Goal of the exercise: Reproduce the lines of all the items below word for word, omitting the pictures.
-------- Extracted material
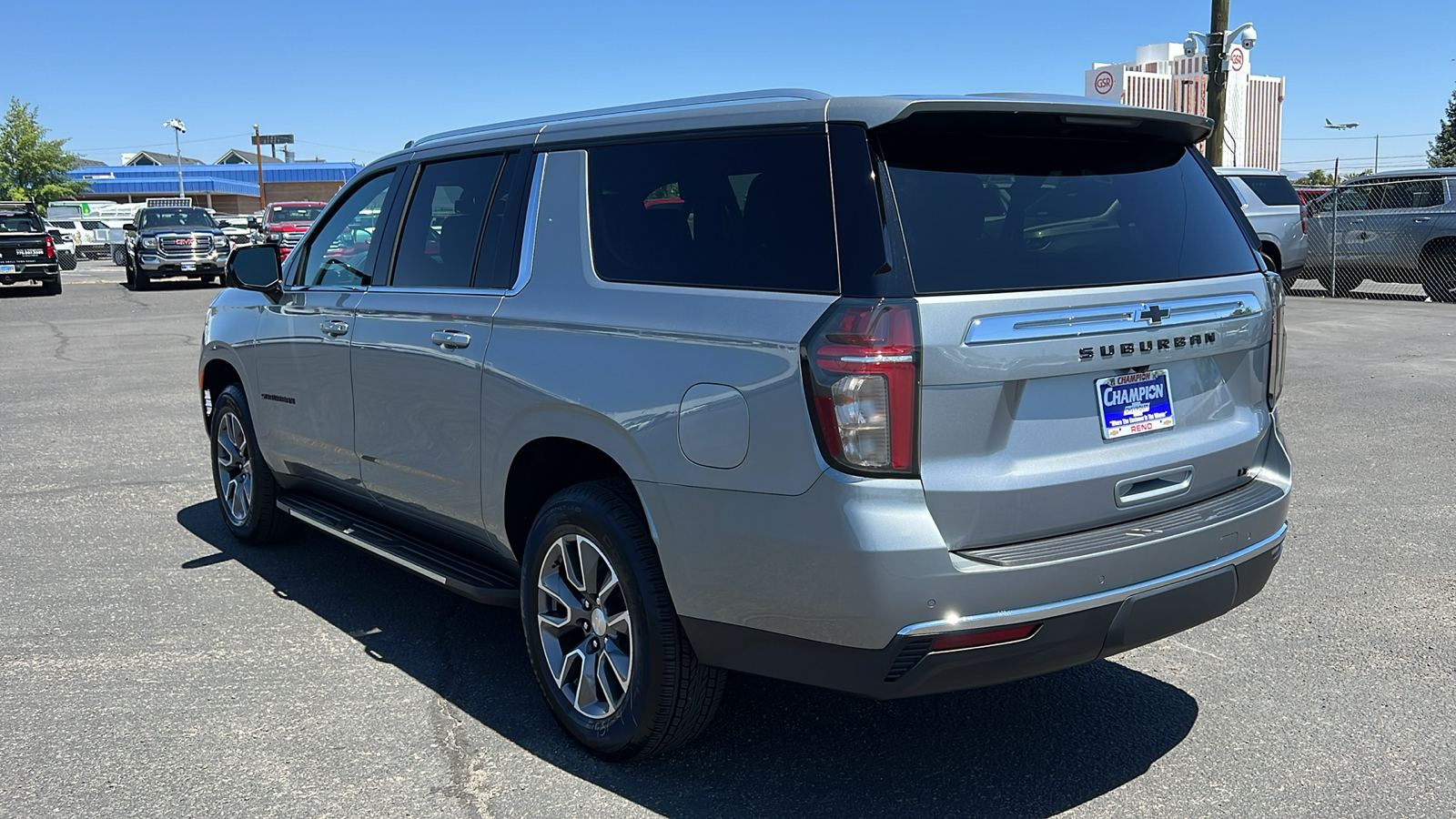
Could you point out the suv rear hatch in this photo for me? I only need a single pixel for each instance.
(24, 239)
(1094, 321)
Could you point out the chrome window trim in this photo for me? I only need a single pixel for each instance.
(1046, 611)
(533, 203)
(439, 290)
(1107, 318)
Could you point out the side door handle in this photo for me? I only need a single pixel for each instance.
(450, 339)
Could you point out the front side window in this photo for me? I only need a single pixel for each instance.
(1414, 193)
(441, 230)
(742, 213)
(339, 251)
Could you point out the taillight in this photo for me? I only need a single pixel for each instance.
----------------
Correct output:
Could you point out the suv rear hatch in this photo for me? I only need a single pixel for each instance.
(24, 239)
(1094, 321)
Could you point out the chrome window trim in this photo for me? I only need a single pixel for each instance.
(1046, 611)
(533, 203)
(439, 290)
(1107, 318)
Could you point out the side door handle in this photo for me? I only need a single pixel for each instance.
(450, 339)
Could you point out the front side window in this photo for me? I only need a single pixel for each instance.
(1414, 193)
(441, 230)
(742, 213)
(339, 251)
Could you point out the taillight in this photo for me? I only need a single pixel for each instance.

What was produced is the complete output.